* **THE REQUEST**
Can you retype the conservation area trail description word for word, starting at "Had I read the" and ending at "the adjacent landowner."?

Schindler/Schmidt Conservation Area
123 acres in Tolland, CT
Parking: Shoulder parking near 344 Sugar Hill Road Tolland, CT
Trail Map Trails: 3.8 miles Rating: ★★☆☆☆
The Schindler/Schmidt Conservation Area has 3.8 miles of trails. The longest trail is the . A 1.4 mile ridge trail that is part of Sugar Hill.
I started off by hiking the 1.8 mile yellow-blazed outer loop which begins just after the boardwalk next to the parking area. It makes it way to the top of a rocky formation and splits into the loop. Many of the trails appear to be old roads through the property so much if it is fairly easy walking. I soon reached the side trail that heads towards Scenic Rock.
Had I read the info on my own page I would have remembered that the town notes, “…please be aware that the “Scenic Rock” is located on private property. At this point, visitors may not trespass. We thank you for your cooperation.” The rock itself is on private property, you’ll know this because the trail follows the boundary blazes and line of No Trespassing signs. At the end is a good sized rock with a long curved section broken off. It’s mildly interesting, but not quite worth the walk or the apparently contentious relationship with the adjacent landowner.

* **ENTRIES**
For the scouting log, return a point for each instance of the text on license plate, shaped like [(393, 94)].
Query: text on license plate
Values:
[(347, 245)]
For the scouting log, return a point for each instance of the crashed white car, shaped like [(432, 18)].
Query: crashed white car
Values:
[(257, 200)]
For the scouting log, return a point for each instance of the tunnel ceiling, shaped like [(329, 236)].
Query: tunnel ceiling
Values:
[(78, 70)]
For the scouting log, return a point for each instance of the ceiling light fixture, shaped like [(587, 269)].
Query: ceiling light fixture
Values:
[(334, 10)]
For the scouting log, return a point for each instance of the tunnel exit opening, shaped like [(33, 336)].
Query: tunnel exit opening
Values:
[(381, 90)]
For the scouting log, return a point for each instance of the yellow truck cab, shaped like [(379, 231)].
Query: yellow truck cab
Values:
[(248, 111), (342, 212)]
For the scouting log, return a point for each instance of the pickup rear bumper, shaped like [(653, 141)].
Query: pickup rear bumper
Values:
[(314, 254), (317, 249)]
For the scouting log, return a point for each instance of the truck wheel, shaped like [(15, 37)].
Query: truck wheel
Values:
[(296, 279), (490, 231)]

* * *

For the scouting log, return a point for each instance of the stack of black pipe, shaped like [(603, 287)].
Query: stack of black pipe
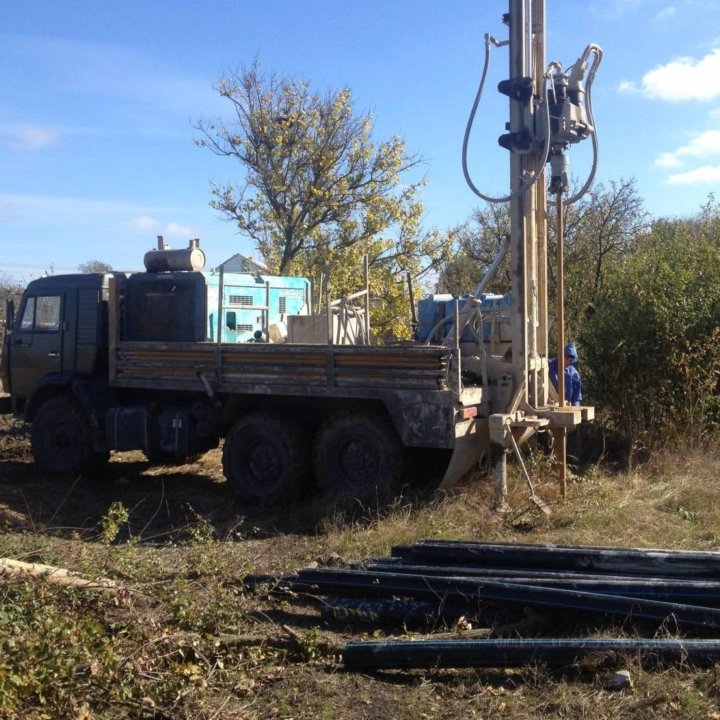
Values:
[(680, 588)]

* **RESULT FOR THIS EXERCISE**
Had I read the info on my own page I would have remembered that the town notes, “…please be aware that the “Scenic Rock” is located on private property. At this point, visitors may not trespass. We thank you for your cooperation.” The rock itself is on private property, you’ll know this because the trail follows the boundary blazes and line of No Trespassing signs. At the end is a good sized rock with a long curved section broken off. It’s mildly interesting, but not quite worth the walk or the apparently contentious relationship with the adjacent landowner.